■ What needs to be done
Pull out each line in the entries below that contains the word "water" and copy it unchanged.

(Entries from a collection)
━━━━━━━━

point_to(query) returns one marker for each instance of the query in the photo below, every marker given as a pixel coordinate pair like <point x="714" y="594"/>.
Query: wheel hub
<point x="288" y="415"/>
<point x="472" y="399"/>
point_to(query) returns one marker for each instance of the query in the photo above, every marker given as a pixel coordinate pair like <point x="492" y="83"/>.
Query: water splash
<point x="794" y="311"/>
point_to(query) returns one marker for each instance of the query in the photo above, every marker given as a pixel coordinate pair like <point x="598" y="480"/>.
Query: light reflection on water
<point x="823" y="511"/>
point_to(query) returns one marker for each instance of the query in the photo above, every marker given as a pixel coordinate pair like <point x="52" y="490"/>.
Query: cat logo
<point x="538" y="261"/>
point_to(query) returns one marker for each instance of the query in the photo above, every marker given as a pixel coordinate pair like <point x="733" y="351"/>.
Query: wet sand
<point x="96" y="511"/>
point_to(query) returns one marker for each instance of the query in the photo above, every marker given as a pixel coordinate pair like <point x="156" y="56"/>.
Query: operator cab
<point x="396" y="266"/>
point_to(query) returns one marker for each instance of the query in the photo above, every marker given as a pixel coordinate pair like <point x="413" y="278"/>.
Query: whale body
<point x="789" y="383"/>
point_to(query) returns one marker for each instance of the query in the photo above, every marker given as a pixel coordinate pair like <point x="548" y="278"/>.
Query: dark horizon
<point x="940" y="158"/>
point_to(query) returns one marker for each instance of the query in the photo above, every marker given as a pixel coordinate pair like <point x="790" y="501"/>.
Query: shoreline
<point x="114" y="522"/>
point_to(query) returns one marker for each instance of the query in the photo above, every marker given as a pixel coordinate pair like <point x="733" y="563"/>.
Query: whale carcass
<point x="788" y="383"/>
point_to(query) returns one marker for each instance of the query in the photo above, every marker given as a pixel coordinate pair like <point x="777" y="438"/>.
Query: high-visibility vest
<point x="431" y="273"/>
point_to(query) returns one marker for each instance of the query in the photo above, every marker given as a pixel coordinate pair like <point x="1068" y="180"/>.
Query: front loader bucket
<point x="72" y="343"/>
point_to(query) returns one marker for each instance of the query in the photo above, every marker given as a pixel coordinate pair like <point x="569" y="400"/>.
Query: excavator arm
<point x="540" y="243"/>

━━━━━━━━

■ Solution to the problem
Query: water splash
Query: light reflection on water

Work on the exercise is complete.